=== What needs to be done ===
Return every line of the data below word for word, including the punctuation.

- - - -

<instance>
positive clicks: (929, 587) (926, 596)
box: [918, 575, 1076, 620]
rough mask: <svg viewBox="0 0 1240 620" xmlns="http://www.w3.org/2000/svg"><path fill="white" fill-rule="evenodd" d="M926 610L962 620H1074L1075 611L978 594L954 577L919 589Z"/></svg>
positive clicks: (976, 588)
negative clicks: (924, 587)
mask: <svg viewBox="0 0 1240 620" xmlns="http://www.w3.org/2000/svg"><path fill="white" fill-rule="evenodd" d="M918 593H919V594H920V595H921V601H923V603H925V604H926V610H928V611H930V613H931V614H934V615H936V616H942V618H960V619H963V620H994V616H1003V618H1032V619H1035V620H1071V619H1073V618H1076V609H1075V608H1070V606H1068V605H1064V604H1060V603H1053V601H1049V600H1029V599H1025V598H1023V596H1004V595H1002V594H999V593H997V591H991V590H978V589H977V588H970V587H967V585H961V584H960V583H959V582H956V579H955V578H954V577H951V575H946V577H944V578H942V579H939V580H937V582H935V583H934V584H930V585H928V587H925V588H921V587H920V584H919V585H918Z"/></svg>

- - - -

=== Output for this exercise ===
<instance>
positive clicks: (929, 587) (926, 596)
box: [918, 575, 1076, 620]
rough mask: <svg viewBox="0 0 1240 620" xmlns="http://www.w3.org/2000/svg"><path fill="white" fill-rule="evenodd" d="M926 610L962 620H1074L1075 611L978 594L954 577L919 589Z"/></svg>
positive clicks: (976, 588)
negative clicks: (924, 587)
mask: <svg viewBox="0 0 1240 620" xmlns="http://www.w3.org/2000/svg"><path fill="white" fill-rule="evenodd" d="M918 593H919V594H920V595H921V601H923V603H925V604H926V610H928V611H930V613H931V614H934V615H936V616H942V618H960V619H963V620H994V616H1003V618H1032V619H1035V620H1071V619H1073V618H1076V609H1075V608H1070V606H1068V605H1064V604H1060V603H1053V601H1049V600H1029V599H1025V598H1023V596H1004V595H1002V594H999V593H997V591H991V590H978V589H977V588H970V587H967V585H961V584H960V583H959V582H956V579H955V578H954V577H951V575H946V577H944V578H942V579H939V580H937V582H935V583H934V584H930V585H928V587H925V588H921V587H920V584H919V585H918Z"/></svg>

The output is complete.